● **Texto para análise**:
════════════════
O início da experiência de atendimento
No início da experiência dos autores-estagiários, o grupo estava retornando para a modalidade presencial, uma vez que os encontros até então estavam ocorrendo de forma online, por conta do isolamento físico imposto pela pandemia de COVID-19. A transição de modalidade aconteceu de fato em março de 2022, quando os atendimentos voltaram a ser realizados nas dependências físicas da Clínica Escola. As primeiras supervisões centraram-se em dois grupos terapêuticos, com narração das sessões por estagiários que já estavam em processo de atendimento, os preceptores; um desses grupos narrados seria aquele no qual os novos estagiários, autores deste texto, viriam a atender depois de algum tempo.
No início da supervisão, começo do ano letivo de 2022, ambos os autores-estagiários não haviam sido designados para atender nenhum dos grupos, então escutavam os grupos de maneira imparcial. Entretanto, ambos os autores concordavam que havia uma clara diferença entre os dois grupos: o primeiro lhes parecia muito mais “travado”, as intervenções feitas pelos terapeutas pareciam gerar menos ressonância entre os participantes e o grupo, como um todo, parecia funcionar de maneira menos orgânica. O segundo grupo, por sua vez, parecia funcionar de maneira mais harmônica, os terapeutas faziam colocações que atingiam seus objetivos e o fluxo associativo, no geral, engajava melhor o grupo de supervisão; este segundo grupo poderia ser entendido como estando no “Padrão Grupoanalítico” (Cortesão, 1988).
════════════════
● **Dados fornecidos**:
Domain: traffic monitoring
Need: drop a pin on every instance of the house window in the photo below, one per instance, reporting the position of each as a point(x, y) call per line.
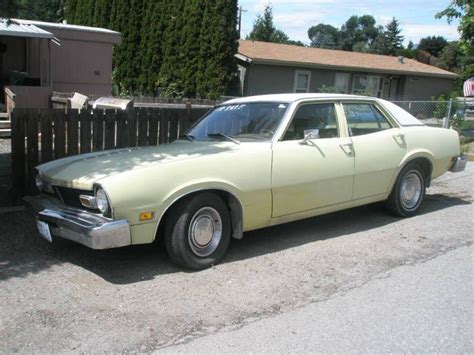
point(342, 83)
point(302, 80)
point(367, 85)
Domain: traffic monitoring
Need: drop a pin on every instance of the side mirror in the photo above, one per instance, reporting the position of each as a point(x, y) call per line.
point(310, 134)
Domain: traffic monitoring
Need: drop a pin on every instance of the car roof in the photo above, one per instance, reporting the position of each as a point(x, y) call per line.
point(292, 97)
point(400, 115)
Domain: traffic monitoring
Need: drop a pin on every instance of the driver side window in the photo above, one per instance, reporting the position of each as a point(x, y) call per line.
point(319, 119)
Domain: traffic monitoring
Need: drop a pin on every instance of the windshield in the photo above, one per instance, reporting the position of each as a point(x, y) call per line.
point(251, 121)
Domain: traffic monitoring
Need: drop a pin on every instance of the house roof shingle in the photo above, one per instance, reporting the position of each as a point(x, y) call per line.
point(285, 54)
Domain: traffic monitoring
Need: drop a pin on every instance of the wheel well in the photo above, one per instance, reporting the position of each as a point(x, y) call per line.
point(232, 202)
point(425, 164)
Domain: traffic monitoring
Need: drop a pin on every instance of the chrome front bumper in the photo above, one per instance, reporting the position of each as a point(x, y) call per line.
point(89, 229)
point(459, 164)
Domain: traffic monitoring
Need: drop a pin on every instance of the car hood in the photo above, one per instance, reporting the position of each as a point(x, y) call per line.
point(82, 171)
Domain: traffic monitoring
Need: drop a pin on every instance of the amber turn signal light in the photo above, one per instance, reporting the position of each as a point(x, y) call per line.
point(146, 216)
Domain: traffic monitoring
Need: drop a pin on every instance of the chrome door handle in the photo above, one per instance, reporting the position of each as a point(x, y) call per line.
point(347, 148)
point(399, 138)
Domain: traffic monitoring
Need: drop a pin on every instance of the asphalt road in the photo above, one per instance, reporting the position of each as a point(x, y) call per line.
point(412, 277)
point(427, 307)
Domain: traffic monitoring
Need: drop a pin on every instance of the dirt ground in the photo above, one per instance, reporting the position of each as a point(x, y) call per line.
point(133, 299)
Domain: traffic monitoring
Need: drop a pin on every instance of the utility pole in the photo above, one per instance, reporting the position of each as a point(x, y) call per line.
point(241, 9)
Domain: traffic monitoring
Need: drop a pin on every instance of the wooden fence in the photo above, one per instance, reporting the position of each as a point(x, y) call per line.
point(41, 135)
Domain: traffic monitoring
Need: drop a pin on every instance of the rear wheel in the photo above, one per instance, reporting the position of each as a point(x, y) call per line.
point(408, 192)
point(198, 230)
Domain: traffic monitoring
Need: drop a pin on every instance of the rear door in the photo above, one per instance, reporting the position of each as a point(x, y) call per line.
point(317, 173)
point(379, 147)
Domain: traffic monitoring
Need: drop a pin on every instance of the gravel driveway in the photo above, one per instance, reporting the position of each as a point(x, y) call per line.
point(132, 299)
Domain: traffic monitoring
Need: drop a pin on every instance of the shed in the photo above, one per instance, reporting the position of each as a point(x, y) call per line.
point(38, 57)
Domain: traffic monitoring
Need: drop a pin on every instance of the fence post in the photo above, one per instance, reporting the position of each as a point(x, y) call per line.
point(446, 119)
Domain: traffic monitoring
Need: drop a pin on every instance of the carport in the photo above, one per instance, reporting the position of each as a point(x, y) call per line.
point(19, 62)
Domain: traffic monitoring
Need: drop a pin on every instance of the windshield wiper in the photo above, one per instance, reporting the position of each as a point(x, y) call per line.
point(222, 135)
point(189, 137)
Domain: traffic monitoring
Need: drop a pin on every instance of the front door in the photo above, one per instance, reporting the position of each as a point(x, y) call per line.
point(379, 148)
point(314, 174)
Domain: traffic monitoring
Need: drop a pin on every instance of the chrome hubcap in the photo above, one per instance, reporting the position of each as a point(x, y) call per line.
point(205, 231)
point(411, 190)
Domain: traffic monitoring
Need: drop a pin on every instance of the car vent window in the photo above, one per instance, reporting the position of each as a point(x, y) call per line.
point(320, 119)
point(364, 118)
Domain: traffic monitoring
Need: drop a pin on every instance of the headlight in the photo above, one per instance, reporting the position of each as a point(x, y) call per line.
point(39, 183)
point(101, 200)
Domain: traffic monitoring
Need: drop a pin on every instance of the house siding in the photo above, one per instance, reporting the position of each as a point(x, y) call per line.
point(423, 88)
point(274, 79)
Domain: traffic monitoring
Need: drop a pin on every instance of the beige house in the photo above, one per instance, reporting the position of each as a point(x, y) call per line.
point(268, 68)
point(37, 58)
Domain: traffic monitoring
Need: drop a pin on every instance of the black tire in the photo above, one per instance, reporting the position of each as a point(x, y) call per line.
point(179, 236)
point(397, 202)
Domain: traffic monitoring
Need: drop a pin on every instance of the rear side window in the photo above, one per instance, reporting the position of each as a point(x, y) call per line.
point(319, 119)
point(363, 118)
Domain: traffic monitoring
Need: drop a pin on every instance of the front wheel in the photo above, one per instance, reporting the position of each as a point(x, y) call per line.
point(408, 192)
point(198, 230)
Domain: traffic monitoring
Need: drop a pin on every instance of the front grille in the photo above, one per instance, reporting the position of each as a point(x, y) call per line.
point(70, 197)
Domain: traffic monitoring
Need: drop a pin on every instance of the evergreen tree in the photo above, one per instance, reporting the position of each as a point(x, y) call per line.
point(359, 33)
point(432, 44)
point(221, 67)
point(150, 45)
point(324, 36)
point(189, 55)
point(170, 67)
point(172, 48)
point(392, 39)
point(264, 30)
point(390, 42)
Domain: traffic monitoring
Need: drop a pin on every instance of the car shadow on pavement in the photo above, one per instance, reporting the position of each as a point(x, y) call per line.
point(22, 252)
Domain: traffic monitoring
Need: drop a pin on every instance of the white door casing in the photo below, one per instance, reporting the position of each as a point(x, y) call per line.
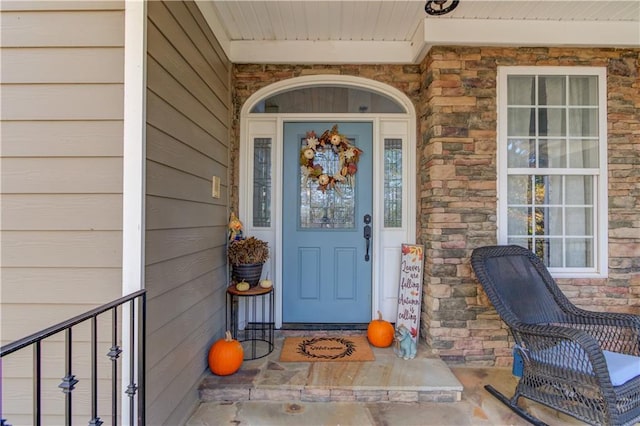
════════════════
Transcreva, sem alterar nada, o trecho do texto sobre o início da experiência de atendimento que vai desde "O início da experiência de" até "de algum tempo.".

O início da experiência de atendimento
No início da experiência dos autores-estagiários, o grupo estava retornando para a modalidade presencial, uma vez que os encontros até então estavam ocorrendo de forma online, por conta do isolamento físico imposto pela pandemia de COVID-19. A transição de modalidade aconteceu de fato em março de 2022, quando os atendimentos voltaram a ser realizados nas dependências físicas da Clínica Escola. As primeiras supervisões centraram-se em dois grupos terapêuticos, com narração das sessões por estagiários que já estavam em processo de atendimento, os preceptores; um desses grupos narrados seria aquele no qual os novos estagiários, autores deste texto, viriam a atender depois de algum tempo.